== TRY IT ==
Answer with the exact lines of the following material from the one containing "the plastic bottle" through the one containing "of the white", both end lines included.

=== Section Start ===

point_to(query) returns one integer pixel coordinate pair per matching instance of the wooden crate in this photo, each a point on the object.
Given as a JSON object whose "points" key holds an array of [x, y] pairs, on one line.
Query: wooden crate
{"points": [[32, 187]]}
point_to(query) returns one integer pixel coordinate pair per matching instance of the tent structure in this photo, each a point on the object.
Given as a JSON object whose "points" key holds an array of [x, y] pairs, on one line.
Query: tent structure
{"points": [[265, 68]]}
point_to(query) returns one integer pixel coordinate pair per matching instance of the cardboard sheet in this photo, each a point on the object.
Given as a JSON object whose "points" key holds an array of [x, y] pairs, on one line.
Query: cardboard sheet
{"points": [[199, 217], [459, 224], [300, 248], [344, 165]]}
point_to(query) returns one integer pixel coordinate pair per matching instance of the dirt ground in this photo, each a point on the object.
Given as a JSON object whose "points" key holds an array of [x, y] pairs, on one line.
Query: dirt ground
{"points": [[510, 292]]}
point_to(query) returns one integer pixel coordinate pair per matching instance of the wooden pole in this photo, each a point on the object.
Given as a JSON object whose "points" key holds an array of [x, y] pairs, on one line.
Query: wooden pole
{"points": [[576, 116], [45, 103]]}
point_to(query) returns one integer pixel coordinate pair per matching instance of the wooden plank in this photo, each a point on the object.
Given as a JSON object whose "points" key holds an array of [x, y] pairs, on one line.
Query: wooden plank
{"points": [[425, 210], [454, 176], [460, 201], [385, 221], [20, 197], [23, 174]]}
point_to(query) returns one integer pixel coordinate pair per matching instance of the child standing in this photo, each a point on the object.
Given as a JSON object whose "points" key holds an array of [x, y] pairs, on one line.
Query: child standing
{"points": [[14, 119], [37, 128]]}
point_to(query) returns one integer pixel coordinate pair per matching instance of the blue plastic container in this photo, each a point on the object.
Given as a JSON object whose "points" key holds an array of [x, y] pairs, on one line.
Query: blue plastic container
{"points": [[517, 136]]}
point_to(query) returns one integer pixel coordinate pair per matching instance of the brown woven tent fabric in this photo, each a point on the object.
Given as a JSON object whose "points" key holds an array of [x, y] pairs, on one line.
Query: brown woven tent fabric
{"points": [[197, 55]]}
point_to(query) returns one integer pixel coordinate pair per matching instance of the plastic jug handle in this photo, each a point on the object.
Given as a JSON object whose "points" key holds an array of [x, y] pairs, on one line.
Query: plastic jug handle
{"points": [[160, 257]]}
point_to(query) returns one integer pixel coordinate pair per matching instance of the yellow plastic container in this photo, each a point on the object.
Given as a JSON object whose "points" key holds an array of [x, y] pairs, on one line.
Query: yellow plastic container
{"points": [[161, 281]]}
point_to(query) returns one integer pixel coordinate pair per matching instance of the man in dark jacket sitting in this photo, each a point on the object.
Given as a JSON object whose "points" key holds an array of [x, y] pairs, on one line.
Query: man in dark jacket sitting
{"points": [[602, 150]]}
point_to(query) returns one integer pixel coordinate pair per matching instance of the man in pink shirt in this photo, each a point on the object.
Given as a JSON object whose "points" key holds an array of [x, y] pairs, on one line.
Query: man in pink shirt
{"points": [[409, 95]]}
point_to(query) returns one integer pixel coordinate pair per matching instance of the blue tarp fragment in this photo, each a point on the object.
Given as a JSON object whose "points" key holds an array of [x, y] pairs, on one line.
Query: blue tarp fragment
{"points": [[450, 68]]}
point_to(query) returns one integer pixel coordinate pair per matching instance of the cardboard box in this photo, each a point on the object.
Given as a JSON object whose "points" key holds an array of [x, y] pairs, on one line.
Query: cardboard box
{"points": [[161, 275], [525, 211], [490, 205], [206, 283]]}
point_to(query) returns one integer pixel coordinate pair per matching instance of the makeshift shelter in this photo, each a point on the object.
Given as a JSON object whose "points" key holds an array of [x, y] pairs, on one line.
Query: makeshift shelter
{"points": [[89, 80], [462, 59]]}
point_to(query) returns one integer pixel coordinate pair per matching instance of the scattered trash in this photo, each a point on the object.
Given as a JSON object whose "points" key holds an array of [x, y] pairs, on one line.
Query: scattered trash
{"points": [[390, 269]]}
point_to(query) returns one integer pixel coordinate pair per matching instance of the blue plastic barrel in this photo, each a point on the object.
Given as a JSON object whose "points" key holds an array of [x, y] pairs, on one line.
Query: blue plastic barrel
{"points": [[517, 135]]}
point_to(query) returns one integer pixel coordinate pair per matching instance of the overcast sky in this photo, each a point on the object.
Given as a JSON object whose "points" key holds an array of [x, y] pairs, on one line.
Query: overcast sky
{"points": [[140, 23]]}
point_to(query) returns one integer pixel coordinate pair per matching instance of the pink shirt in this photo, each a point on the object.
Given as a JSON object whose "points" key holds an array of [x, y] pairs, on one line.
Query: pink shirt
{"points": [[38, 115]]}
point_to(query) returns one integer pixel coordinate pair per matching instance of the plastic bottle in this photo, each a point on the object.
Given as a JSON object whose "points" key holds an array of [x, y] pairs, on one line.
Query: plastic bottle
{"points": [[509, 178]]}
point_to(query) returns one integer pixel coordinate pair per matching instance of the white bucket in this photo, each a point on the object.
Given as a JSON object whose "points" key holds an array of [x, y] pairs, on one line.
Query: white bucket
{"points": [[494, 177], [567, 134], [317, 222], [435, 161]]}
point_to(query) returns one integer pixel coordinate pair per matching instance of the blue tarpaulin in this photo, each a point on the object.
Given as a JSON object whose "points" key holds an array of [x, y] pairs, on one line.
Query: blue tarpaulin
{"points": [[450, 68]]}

=== Section End ===

== SOLUTION FOR THIS EXERCISE ==
point_to(query) returns one integer pixel coordinate pair per matching instance of the plastic bottle in this photo, each a point on the object.
Given as a JSON object whose "points" key holds an array of [x, y] pairs, on one line.
Query: plastic bottle
{"points": [[509, 178]]}
point_to(query) returns one integer pixel coordinate pair per matching instance of the white bucket in this photo, each a point on the object.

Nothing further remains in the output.